* **TASK**: Pick out every line of the material below that contains the word "white", and copy each such line.

— START OF RECORDS —

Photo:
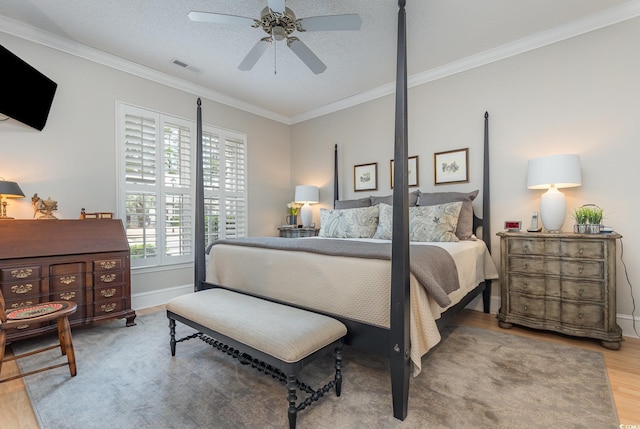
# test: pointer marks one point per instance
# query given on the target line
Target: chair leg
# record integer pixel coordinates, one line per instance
(66, 344)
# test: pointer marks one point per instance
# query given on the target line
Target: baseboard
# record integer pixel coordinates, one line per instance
(158, 297)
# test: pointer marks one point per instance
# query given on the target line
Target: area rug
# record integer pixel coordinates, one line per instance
(475, 378)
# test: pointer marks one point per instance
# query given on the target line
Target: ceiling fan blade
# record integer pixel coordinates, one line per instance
(220, 18)
(306, 55)
(349, 22)
(254, 55)
(276, 5)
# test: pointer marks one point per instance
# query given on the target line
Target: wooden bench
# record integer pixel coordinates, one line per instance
(274, 338)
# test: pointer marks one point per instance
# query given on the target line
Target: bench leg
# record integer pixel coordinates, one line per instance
(172, 332)
(291, 397)
(338, 367)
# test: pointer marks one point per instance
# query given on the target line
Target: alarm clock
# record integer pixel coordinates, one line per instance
(512, 225)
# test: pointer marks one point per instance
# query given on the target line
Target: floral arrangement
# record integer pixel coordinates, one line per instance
(293, 208)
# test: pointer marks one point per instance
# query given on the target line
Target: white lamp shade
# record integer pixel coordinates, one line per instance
(553, 172)
(562, 171)
(306, 195)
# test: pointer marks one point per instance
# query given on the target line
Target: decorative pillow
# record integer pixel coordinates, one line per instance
(349, 223)
(385, 222)
(413, 199)
(464, 229)
(352, 204)
(427, 223)
(434, 223)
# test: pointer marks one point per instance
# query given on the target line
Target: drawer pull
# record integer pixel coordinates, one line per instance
(67, 296)
(22, 304)
(67, 279)
(107, 308)
(107, 265)
(21, 274)
(107, 278)
(22, 288)
(107, 293)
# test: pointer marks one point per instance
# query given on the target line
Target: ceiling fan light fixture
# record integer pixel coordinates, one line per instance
(278, 33)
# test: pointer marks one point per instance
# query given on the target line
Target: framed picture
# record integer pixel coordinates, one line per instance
(365, 177)
(412, 173)
(451, 166)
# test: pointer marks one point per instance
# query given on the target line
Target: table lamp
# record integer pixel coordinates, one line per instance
(8, 190)
(552, 173)
(305, 195)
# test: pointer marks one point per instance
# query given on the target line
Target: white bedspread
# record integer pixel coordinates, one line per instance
(355, 288)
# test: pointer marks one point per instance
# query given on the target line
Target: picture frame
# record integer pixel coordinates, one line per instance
(365, 177)
(451, 166)
(412, 166)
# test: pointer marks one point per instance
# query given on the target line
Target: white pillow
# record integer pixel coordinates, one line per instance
(348, 223)
(426, 223)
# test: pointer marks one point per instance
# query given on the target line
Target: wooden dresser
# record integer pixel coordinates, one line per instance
(560, 282)
(85, 261)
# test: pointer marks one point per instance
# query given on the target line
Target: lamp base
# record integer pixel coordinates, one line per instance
(553, 209)
(306, 215)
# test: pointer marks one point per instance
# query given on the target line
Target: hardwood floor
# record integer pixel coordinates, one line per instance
(623, 367)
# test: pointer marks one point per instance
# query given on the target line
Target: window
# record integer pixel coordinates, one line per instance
(157, 185)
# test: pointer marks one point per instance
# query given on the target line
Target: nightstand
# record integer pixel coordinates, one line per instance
(560, 282)
(297, 232)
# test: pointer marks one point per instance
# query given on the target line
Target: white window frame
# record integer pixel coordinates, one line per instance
(161, 190)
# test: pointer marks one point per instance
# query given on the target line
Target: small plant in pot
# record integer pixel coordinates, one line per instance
(588, 219)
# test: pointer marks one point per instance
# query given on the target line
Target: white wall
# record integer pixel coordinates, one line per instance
(578, 96)
(73, 159)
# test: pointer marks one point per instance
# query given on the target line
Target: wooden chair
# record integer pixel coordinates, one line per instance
(44, 312)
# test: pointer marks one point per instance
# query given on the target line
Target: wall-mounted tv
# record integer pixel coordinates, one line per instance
(26, 94)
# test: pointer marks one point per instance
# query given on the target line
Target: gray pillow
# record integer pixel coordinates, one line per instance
(464, 230)
(413, 199)
(426, 223)
(360, 222)
(352, 204)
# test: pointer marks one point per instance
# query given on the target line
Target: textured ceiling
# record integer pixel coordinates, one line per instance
(153, 33)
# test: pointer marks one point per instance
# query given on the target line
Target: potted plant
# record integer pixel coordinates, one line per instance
(588, 219)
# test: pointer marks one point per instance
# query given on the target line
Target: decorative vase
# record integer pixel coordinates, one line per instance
(292, 220)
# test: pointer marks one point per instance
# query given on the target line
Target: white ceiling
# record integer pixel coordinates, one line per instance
(444, 36)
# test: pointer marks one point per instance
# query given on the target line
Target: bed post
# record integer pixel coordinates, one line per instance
(399, 353)
(199, 263)
(486, 212)
(336, 195)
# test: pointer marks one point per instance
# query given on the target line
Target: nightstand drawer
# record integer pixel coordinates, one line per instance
(541, 266)
(582, 249)
(524, 246)
(583, 269)
(583, 315)
(591, 291)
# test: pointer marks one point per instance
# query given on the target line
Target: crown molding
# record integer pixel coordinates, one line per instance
(575, 28)
(32, 34)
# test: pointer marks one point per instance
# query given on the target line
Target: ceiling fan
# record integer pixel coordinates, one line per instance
(279, 22)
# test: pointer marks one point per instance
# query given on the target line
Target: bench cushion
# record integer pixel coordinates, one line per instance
(286, 333)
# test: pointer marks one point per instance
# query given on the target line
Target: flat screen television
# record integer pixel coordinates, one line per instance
(26, 94)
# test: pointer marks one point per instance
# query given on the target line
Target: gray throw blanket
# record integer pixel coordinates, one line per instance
(432, 266)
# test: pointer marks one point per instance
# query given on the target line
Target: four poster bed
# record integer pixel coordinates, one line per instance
(348, 279)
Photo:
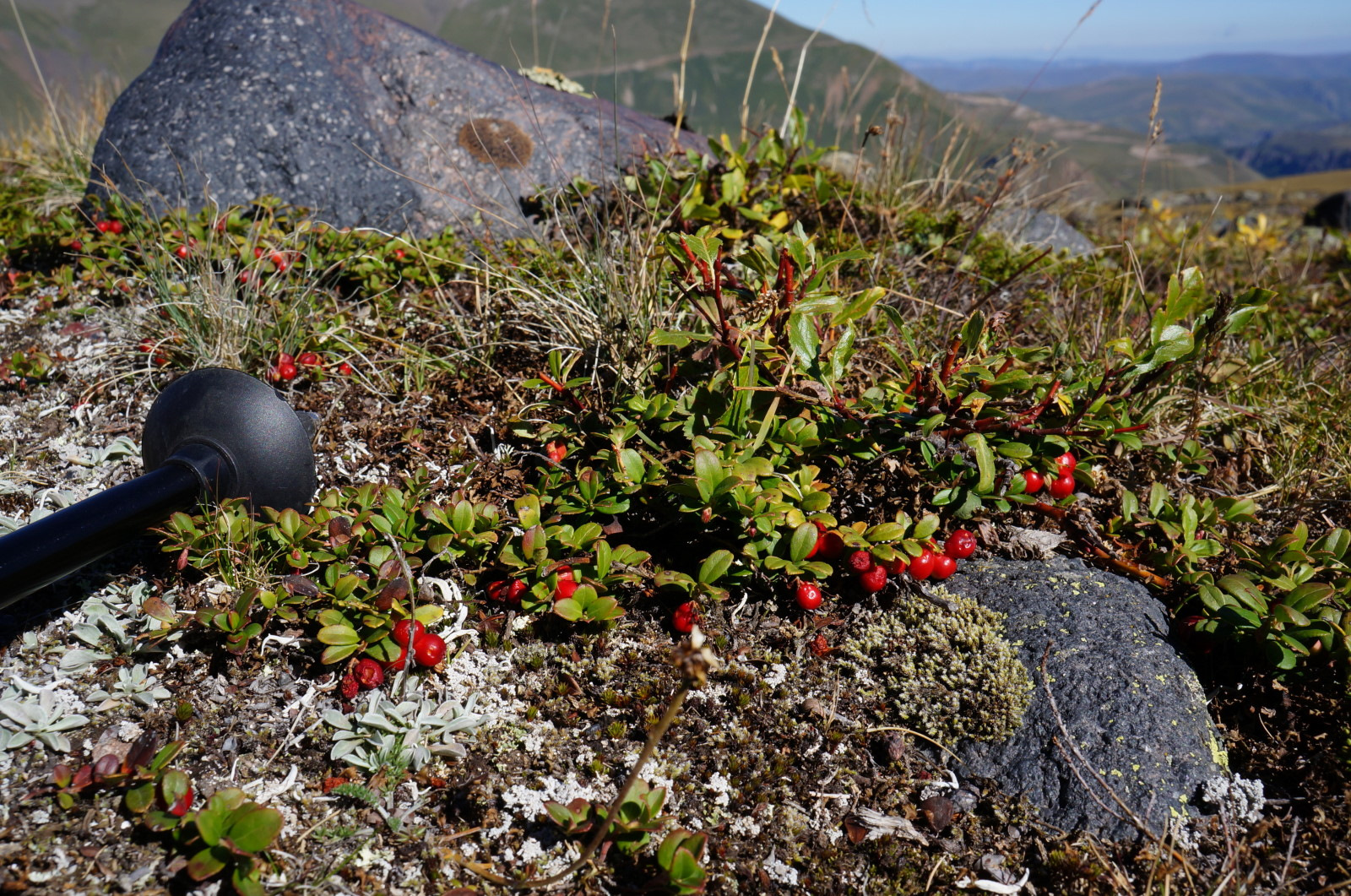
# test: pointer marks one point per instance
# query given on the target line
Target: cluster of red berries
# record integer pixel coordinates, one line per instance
(1064, 483)
(290, 367)
(557, 450)
(871, 573)
(366, 675)
(511, 589)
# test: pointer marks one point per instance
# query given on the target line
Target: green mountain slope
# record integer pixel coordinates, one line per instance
(1116, 159)
(630, 52)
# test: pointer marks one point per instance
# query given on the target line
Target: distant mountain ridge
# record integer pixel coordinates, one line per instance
(630, 52)
(1001, 76)
(1278, 114)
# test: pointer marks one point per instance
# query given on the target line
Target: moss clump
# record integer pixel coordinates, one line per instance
(947, 673)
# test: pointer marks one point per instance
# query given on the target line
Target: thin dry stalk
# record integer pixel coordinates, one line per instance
(680, 83)
(750, 78)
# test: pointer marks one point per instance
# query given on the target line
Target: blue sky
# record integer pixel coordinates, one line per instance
(1118, 29)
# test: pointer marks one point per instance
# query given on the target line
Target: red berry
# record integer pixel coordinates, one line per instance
(959, 545)
(860, 561)
(808, 595)
(873, 580)
(368, 673)
(1033, 481)
(686, 616)
(896, 565)
(407, 630)
(182, 804)
(398, 662)
(429, 649)
(831, 546)
(349, 687)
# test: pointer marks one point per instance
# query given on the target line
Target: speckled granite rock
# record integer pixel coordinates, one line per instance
(1132, 706)
(362, 118)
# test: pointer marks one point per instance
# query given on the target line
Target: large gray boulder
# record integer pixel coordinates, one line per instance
(362, 118)
(1132, 707)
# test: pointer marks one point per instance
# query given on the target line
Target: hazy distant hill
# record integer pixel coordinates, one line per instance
(630, 51)
(1012, 76)
(1123, 164)
(1278, 114)
(1299, 152)
(626, 51)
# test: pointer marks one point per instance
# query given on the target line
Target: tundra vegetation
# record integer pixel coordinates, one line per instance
(735, 373)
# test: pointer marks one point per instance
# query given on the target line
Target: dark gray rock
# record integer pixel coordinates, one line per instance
(1332, 213)
(1134, 709)
(355, 115)
(1044, 230)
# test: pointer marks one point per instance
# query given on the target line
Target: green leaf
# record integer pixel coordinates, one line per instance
(209, 862)
(801, 544)
(338, 653)
(141, 797)
(338, 635)
(925, 527)
(972, 333)
(984, 461)
(885, 533)
(632, 463)
(719, 561)
(253, 828)
(247, 880)
(1175, 342)
(860, 307)
(804, 339)
(1289, 615)
(1015, 450)
(569, 608)
(1245, 591)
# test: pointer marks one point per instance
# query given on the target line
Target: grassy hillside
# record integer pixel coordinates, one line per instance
(1219, 110)
(1112, 161)
(632, 53)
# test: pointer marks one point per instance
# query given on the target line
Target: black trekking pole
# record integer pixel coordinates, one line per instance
(211, 434)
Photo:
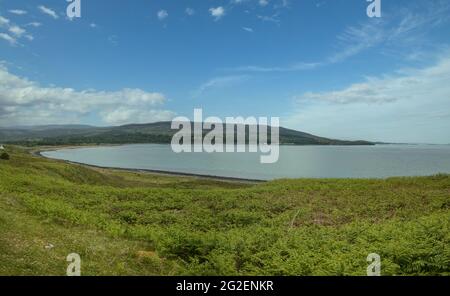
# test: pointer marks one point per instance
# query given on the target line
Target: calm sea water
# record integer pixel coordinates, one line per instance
(295, 161)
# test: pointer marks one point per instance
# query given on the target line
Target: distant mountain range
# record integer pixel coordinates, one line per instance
(159, 132)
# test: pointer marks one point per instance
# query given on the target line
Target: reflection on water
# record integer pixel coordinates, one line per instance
(294, 162)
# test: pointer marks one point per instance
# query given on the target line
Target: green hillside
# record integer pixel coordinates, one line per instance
(159, 132)
(126, 223)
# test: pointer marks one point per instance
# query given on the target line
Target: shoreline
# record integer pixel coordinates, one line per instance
(38, 153)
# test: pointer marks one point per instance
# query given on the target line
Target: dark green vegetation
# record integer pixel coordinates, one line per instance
(130, 223)
(136, 133)
(4, 156)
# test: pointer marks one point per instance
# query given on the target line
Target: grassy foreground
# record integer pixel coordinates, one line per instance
(124, 223)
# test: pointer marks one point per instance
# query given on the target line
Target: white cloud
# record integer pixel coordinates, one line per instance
(263, 2)
(190, 11)
(26, 102)
(217, 12)
(34, 24)
(289, 68)
(402, 30)
(18, 11)
(3, 21)
(407, 106)
(13, 33)
(162, 15)
(220, 82)
(16, 30)
(48, 11)
(11, 40)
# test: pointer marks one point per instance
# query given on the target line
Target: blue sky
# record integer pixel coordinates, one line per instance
(322, 66)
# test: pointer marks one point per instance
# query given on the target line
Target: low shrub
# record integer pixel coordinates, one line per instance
(4, 156)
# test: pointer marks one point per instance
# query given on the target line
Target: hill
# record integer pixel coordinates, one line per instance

— END OF RECORDS —

* **SOLUTION FOR THIS PROBLEM**:
Target: white lamp shade
Target: white bedspread
Target: white pillow
Target: white window frame
Target: white wall
Target: white ceiling
Target: white cloud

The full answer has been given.